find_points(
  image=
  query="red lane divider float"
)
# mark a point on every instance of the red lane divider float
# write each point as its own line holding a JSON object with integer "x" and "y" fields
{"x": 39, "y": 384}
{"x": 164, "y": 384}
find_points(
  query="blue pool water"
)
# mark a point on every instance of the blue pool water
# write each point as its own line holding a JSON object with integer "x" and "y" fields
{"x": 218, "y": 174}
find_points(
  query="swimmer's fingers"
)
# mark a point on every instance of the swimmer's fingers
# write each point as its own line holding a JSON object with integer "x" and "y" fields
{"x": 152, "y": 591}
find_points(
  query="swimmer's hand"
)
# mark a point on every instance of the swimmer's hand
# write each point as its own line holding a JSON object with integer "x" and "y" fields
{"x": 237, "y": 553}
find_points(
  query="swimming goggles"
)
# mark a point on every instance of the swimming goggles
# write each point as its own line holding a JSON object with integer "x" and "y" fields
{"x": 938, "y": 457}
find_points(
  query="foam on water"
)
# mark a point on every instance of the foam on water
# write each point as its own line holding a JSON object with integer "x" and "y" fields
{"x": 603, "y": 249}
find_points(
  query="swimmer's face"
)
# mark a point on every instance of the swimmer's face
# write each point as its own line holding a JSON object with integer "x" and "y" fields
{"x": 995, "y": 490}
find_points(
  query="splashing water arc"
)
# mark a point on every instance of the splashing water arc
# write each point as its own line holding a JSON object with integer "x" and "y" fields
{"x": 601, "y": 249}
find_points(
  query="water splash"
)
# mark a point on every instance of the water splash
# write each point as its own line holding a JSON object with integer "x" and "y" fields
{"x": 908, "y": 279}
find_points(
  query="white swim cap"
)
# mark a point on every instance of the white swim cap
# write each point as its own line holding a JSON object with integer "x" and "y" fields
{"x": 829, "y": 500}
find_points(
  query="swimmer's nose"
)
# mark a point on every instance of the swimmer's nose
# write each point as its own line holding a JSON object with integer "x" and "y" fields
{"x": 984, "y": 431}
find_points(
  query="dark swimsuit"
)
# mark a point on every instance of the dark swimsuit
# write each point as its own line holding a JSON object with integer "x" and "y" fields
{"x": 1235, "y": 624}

The task
Pull out each line of the material above that contains the string "splashing". Treat uppercase and lowercase as different.

Full answer
  query="splashing water arc"
# mark a point on every instance of the splashing water arc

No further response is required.